-- START OF Provided entries --

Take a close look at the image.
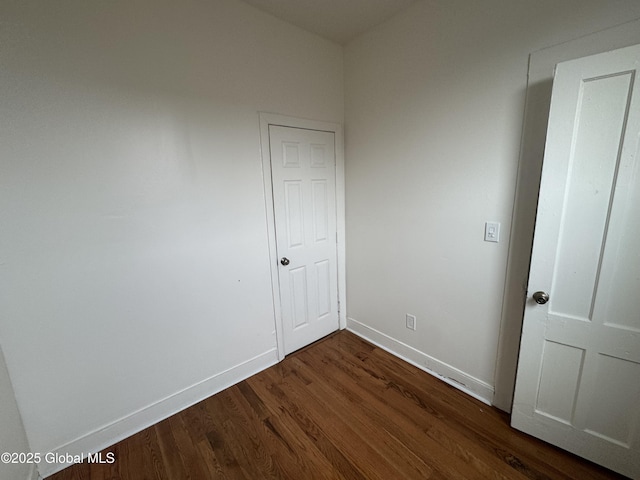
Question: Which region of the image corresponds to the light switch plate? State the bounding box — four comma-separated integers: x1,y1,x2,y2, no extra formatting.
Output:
484,222,500,243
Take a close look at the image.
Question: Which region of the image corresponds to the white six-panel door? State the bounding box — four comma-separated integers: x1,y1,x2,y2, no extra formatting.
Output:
512,46,640,478
269,125,339,354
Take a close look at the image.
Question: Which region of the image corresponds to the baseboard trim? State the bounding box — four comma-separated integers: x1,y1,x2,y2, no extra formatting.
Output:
36,348,278,478
27,463,42,480
347,317,494,405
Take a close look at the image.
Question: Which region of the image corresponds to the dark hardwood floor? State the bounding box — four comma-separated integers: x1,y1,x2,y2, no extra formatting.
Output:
49,331,623,480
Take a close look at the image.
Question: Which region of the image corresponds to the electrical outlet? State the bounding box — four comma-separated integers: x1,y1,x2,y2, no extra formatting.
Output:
405,313,416,331
484,222,500,243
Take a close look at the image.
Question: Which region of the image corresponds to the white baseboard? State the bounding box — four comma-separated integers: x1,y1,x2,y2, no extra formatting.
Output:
36,348,278,478
347,317,494,405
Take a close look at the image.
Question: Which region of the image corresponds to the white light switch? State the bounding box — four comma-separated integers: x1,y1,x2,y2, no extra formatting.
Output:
484,222,500,243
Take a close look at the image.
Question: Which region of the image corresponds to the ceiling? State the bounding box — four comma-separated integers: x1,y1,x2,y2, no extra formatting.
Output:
244,0,416,45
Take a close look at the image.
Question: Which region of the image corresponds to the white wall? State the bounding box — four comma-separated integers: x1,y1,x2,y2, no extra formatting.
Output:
0,0,343,474
0,349,34,480
345,0,640,409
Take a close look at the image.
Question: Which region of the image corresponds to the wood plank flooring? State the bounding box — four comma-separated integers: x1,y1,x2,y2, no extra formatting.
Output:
49,331,624,480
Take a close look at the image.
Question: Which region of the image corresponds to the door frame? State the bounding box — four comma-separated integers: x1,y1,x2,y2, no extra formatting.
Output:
258,112,347,361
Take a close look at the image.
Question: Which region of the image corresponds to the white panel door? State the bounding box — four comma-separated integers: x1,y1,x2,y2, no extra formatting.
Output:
269,125,339,354
511,46,640,478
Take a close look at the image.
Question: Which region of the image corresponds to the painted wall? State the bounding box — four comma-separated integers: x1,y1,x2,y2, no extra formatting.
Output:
0,349,33,480
0,0,343,473
345,0,640,409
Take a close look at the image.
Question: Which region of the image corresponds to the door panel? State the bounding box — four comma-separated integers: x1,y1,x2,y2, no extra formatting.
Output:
269,125,339,354
512,46,640,478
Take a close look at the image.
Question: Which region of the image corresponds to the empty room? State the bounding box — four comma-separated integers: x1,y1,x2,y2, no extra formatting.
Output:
0,0,640,480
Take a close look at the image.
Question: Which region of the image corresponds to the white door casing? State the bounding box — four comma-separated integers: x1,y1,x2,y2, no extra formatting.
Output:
269,125,338,354
511,46,640,478
260,113,346,359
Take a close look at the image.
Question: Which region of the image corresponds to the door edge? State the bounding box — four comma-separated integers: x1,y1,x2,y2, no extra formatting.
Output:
258,112,347,361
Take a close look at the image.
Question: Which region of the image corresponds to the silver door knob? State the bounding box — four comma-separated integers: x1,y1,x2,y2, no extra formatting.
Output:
533,292,549,305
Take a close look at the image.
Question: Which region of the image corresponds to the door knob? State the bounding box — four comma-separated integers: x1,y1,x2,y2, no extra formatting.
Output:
533,292,549,305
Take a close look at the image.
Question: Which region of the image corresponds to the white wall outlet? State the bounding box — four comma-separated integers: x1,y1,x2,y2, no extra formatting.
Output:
484,222,500,243
406,313,416,331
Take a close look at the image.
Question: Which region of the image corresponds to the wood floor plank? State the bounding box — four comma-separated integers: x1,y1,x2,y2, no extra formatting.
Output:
49,331,624,480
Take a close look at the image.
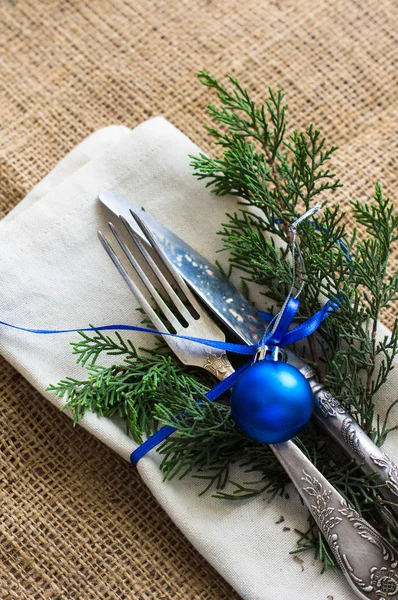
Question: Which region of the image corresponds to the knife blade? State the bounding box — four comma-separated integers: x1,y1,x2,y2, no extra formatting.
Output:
99,191,398,529
98,191,266,344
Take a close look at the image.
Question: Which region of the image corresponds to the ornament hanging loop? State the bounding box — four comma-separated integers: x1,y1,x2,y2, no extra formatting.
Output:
254,204,321,352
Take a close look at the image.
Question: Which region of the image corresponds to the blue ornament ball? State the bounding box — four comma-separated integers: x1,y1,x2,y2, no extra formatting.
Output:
231,360,314,444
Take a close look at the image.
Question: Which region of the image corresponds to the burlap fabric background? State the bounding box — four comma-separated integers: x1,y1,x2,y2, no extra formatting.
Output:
0,0,398,600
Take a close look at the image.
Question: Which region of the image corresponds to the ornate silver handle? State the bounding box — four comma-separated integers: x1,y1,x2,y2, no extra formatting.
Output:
286,350,398,528
270,441,398,600
310,381,398,517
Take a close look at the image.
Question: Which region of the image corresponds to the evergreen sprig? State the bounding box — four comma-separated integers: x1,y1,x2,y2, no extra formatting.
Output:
50,72,398,568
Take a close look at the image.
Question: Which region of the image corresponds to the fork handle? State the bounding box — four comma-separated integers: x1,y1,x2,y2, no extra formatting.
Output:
270,440,398,600
310,379,398,527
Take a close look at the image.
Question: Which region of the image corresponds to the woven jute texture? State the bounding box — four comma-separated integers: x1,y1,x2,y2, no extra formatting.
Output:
0,0,398,600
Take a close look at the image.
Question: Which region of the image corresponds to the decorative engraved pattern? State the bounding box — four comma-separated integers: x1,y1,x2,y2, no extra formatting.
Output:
203,354,231,379
317,390,345,417
341,417,365,458
370,452,398,496
370,567,398,598
301,470,398,600
301,471,342,543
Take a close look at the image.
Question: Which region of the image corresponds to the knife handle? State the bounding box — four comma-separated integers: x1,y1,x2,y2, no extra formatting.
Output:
309,378,398,517
270,440,398,600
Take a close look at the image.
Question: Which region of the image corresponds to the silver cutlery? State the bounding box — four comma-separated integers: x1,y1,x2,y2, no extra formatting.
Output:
98,215,398,600
99,191,398,528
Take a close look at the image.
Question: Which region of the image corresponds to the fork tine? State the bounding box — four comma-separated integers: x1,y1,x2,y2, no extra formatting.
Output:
120,216,192,321
105,223,181,330
97,231,166,331
130,209,202,317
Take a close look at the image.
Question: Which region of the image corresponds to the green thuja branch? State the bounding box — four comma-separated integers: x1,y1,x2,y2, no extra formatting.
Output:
49,72,398,568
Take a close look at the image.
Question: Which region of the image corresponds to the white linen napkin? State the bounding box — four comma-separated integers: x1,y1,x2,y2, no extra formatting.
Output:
0,117,398,600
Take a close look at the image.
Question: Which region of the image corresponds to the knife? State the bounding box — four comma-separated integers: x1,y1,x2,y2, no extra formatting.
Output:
99,191,398,528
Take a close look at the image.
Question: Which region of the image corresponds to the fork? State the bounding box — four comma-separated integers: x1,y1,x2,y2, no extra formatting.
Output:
98,211,398,600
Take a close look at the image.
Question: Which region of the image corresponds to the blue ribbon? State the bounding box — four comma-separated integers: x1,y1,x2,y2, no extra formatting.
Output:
0,298,337,466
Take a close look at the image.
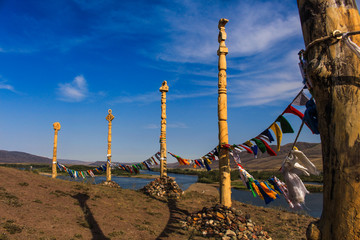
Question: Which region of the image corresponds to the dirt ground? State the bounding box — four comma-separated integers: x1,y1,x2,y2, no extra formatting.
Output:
0,167,315,240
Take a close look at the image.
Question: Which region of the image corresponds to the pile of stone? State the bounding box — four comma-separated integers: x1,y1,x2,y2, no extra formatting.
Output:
141,176,183,199
182,204,271,240
100,181,120,188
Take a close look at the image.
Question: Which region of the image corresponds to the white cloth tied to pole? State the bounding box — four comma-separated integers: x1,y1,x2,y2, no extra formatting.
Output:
342,33,360,58
281,150,319,208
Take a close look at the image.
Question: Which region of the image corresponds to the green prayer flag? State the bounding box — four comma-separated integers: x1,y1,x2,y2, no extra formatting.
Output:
251,138,266,153
275,115,294,133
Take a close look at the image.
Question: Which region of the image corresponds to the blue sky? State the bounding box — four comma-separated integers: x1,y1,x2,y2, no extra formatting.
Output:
0,0,348,162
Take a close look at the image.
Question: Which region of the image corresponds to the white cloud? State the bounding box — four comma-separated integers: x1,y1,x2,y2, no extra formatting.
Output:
58,75,89,102
111,88,217,104
155,1,301,64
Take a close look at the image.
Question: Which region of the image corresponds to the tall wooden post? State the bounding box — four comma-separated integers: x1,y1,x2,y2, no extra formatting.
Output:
217,18,231,207
297,0,360,240
106,109,115,181
160,81,169,177
51,122,61,178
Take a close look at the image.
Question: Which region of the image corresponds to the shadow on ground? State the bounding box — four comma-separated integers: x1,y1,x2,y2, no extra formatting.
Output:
71,193,110,240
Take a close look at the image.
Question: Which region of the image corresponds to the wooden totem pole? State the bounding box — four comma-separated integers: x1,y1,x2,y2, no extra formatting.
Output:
51,122,61,178
106,109,115,182
297,0,360,240
217,18,231,207
160,81,169,177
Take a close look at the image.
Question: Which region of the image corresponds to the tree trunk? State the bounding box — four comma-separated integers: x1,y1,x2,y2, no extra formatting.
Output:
298,0,360,240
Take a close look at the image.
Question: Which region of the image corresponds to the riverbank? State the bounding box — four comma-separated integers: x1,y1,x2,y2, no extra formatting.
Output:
0,167,315,240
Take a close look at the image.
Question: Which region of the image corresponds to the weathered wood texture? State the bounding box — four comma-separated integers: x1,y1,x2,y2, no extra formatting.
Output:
159,81,169,177
217,18,231,207
298,0,360,240
105,109,115,182
51,122,61,178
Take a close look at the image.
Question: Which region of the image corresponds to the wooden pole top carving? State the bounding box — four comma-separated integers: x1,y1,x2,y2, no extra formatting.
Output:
106,109,115,122
53,122,61,131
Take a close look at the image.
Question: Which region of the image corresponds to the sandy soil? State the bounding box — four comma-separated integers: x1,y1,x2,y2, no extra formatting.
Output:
0,167,315,240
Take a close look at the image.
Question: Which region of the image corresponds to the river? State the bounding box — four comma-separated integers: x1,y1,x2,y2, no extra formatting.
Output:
58,172,323,218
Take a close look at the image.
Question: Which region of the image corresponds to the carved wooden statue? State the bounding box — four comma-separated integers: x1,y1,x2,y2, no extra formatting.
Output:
160,81,169,177
217,18,231,207
106,109,115,181
51,122,61,178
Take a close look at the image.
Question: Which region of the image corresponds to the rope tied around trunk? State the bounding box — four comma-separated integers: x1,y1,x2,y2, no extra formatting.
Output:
303,30,360,58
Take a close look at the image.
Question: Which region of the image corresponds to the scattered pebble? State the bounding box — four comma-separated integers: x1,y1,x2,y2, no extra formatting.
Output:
140,176,183,199
183,204,271,240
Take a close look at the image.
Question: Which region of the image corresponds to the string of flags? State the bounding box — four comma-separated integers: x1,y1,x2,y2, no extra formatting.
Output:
169,87,319,171
57,152,160,178
169,83,319,208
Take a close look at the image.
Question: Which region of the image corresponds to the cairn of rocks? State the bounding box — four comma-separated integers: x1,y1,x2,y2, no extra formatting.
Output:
182,204,271,240
140,176,183,199
101,181,120,188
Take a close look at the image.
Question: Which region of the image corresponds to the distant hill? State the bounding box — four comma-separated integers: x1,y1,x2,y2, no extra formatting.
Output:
0,142,322,171
0,150,52,164
167,142,322,171
0,150,90,165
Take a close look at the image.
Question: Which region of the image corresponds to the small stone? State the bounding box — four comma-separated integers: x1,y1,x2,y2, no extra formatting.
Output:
225,230,236,237
246,222,254,228
216,212,225,219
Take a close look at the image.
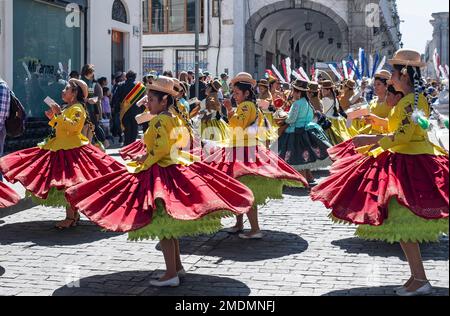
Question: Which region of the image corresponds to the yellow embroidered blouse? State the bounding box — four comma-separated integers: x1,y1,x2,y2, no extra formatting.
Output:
38,103,89,151
358,99,393,135
374,93,446,155
229,101,268,146
126,114,199,173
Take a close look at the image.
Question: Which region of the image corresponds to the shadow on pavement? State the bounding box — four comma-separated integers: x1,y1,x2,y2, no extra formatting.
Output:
331,238,449,261
53,270,251,296
176,231,308,263
0,220,120,246
323,286,449,296
0,198,36,220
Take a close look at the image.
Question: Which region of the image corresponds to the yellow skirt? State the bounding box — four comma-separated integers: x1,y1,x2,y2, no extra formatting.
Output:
201,119,231,142
264,112,279,143
325,118,352,146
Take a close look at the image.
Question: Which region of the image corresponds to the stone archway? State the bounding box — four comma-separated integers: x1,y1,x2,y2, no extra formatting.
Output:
244,0,349,74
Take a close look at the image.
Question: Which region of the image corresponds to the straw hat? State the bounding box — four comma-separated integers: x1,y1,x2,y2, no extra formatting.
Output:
321,80,335,89
258,79,269,88
375,70,392,80
292,79,309,92
69,78,89,99
344,79,356,90
231,72,256,87
308,81,319,93
172,78,183,92
388,49,427,68
209,80,222,92
147,76,179,97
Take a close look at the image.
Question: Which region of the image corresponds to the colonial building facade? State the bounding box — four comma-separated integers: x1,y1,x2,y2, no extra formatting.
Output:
143,0,401,76
0,0,142,118
425,12,449,79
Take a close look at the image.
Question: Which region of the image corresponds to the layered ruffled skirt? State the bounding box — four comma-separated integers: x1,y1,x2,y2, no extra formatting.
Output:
0,145,121,206
311,152,449,243
203,145,308,206
0,181,20,208
119,139,147,160
325,118,352,145
66,162,253,240
328,139,358,161
278,127,331,170
200,119,231,142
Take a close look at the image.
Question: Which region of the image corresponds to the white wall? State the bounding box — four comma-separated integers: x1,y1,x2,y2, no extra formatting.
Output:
0,0,13,86
86,0,142,80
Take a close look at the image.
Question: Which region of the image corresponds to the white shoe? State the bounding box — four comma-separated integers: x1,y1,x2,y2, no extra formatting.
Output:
222,227,244,234
397,280,433,296
150,276,180,287
178,269,187,278
239,233,264,239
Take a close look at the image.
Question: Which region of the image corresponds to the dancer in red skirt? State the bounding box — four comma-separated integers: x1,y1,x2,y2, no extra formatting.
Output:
311,50,449,296
328,85,405,161
204,73,308,239
0,181,20,208
119,78,201,160
0,79,121,229
66,77,254,287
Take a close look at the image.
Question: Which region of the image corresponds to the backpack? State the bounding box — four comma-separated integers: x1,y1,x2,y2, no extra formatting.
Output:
5,91,26,138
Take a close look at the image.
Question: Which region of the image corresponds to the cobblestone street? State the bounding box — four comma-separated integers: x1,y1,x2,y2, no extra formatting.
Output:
0,148,449,296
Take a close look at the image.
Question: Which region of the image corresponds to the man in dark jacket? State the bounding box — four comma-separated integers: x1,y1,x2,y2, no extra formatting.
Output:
189,73,207,101
112,70,140,146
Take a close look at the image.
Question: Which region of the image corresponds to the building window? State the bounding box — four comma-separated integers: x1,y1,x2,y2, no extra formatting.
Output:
143,0,205,34
212,0,220,18
11,0,85,118
142,50,164,74
175,50,208,74
112,0,128,23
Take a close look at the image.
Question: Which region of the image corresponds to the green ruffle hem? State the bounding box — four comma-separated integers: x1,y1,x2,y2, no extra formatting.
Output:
238,176,305,206
128,199,234,241
330,198,449,244
25,188,69,207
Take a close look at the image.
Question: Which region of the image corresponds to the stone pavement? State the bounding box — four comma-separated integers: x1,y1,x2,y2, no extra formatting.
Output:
0,146,449,296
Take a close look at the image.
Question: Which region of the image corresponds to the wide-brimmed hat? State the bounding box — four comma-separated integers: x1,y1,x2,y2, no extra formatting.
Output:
374,70,392,80
308,81,319,93
231,72,256,87
258,79,269,88
344,79,356,90
292,79,309,92
209,80,222,92
69,78,89,99
147,76,180,97
388,49,427,68
320,80,335,89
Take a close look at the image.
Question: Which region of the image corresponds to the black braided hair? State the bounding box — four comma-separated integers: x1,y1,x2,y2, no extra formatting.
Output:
394,65,423,116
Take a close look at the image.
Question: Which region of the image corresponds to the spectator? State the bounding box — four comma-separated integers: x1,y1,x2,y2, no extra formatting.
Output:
220,73,230,99
81,65,103,134
112,70,141,146
187,71,194,85
163,70,173,78
0,77,11,181
189,73,207,101
102,87,112,119
69,70,80,79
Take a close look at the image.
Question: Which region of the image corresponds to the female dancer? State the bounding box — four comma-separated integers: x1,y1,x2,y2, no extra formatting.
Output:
205,73,307,239
0,79,121,229
278,80,331,184
66,76,254,287
311,49,449,296
0,181,20,209
322,80,351,145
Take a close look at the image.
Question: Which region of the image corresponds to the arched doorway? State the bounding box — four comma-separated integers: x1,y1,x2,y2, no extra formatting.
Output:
111,0,128,74
244,0,349,77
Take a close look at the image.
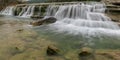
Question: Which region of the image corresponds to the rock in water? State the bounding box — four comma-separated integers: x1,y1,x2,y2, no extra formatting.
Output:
30,17,57,26
47,46,59,56
79,47,93,56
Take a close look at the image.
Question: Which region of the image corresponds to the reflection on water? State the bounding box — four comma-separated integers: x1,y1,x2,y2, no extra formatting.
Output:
0,16,120,60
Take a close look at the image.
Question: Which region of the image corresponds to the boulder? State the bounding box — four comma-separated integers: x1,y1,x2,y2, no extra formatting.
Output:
30,17,57,26
47,45,59,56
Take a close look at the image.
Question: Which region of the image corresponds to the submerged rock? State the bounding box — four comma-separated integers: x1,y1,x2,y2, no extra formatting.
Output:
47,45,59,56
30,17,57,26
79,47,93,56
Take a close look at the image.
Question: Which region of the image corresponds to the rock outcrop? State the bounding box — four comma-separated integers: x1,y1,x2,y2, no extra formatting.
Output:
46,45,59,56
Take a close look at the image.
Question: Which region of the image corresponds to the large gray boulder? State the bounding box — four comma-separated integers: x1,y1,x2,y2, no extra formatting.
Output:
30,17,57,26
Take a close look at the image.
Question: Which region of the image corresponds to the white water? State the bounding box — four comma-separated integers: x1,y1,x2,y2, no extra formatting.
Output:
0,6,15,16
46,3,120,37
1,2,120,36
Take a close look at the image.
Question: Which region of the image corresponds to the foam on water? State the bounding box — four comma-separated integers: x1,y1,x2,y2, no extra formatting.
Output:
46,3,120,37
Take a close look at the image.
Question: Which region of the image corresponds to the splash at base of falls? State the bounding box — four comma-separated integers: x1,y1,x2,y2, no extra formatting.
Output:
1,2,120,37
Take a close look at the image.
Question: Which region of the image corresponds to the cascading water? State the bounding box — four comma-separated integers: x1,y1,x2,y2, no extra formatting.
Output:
0,6,14,16
1,2,120,36
46,3,120,37
21,6,35,17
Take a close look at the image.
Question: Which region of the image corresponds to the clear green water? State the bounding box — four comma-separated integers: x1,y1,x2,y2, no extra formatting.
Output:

-- END OF Provided entries --

> **Required task**
Report every line of the entries above that contains the word "knife", paying attention to case.

> **Written solution**
Question: Which region of the image corresponds to the knife blade? State the bounding box — four comma-separated integers: x1,y1,x2,y2, no extra formatting.
Question: Which region of the image corresponds to the knife handle? State the bounding box — four comma-separated integers: x1,y1,x2,y2, no extra formatting.
Question: Which region of the image corresponds to the knife? State the bounding box — four comma-separated integers: x1,y1,x2,y2, no extra formatting.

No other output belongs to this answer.